Entrevista: O caminho é investir em cereais de valor acrescentado

O recente estudo de oportunidades de valorização da produção foi o pretexto para falar com Bernardo Albino e Pedro Atalaya, da ANPOC, sobre a importância de trabalhar nas cadeias de valor nos cereais.

O levantamento de oportunidades revela um enorme potencial para a produção de cereais. A pergunta que todos fazem é: se há necessidade destas matérias-primas e capacidade para produzir, porque é que não produzimos mais e a produção continua a descer?

Bernardo Albino: Havia uma série de falhas que o estudo veio ajudar a esclarecer. Existem três agentes: os produtores, a indústria e o poder político. Havia falhas nos três lados, e este trabalho permite-nos identificar essas falhas do lado da produção, caso de problemas de dimensão de lotes, por exemplo…

Só dimensão, homogeneidade não?

BA: Sim, dimensão e homogeneidade. Do lado da indústria tínhamos problemas de contacto, existia muito desconhecimento e assim passam a conhecer a realidade.

━━━━━━━━━━━━━━━━

*TAREFAS:*
1 – Segundo a entrevista sobre cereais, quais são os três agentes em que Bernardo Albino identifica falhas?
2 – Com base na entrevista sobre cereais, explique que falhas Bernardo Albino aponta do lado da produção e do lado da indústria.
3 – Reproduza fielmente o trecho da entrevista sobre cereais que vai de "O recente estudo" a "continua a descer?".

*INFORMAÇÃO REGISTADA:*
━━━━━━━━━━━━━━━━

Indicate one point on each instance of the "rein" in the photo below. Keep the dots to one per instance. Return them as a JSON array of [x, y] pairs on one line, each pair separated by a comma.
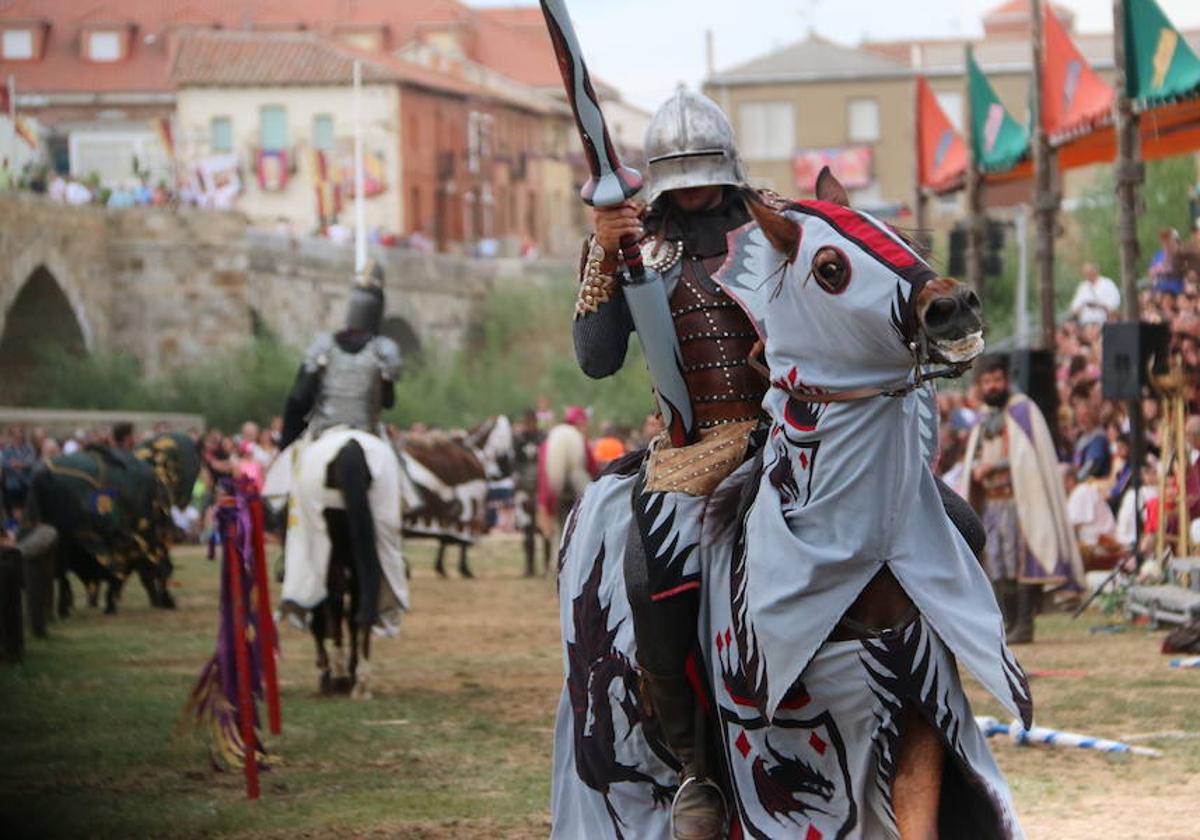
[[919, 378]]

━━━━━━━━━━━━━━━━

*RESULTADOS POR TAREFA:*
1 – Os produtores, a indústria e o poder político.

2 – Do lado da produção, havia problemas de dimensão e de homogeneidade dos lotes. Do lado da indústria, havia problemas de contacto e muito desconhecimento, que o estudo ajuda a ultrapassar ao dar a conhecer a realidade.

3 –
O recente estudo de oportunidades de valorização da produção foi o pretexto para falar com Bernardo Albino e Pedro Atalaya, da ANPOC, sobre a importância de trabalhar nas cadeias de valor nos cereais.

O levantamento de oportunidades revela um enorme potencial para a produção de cereais. A pergunta que todos fazem é: se há necessidade destas matérias-primas e capacidade para produzir, porque é que não produzimos mais e a produção continua a descer?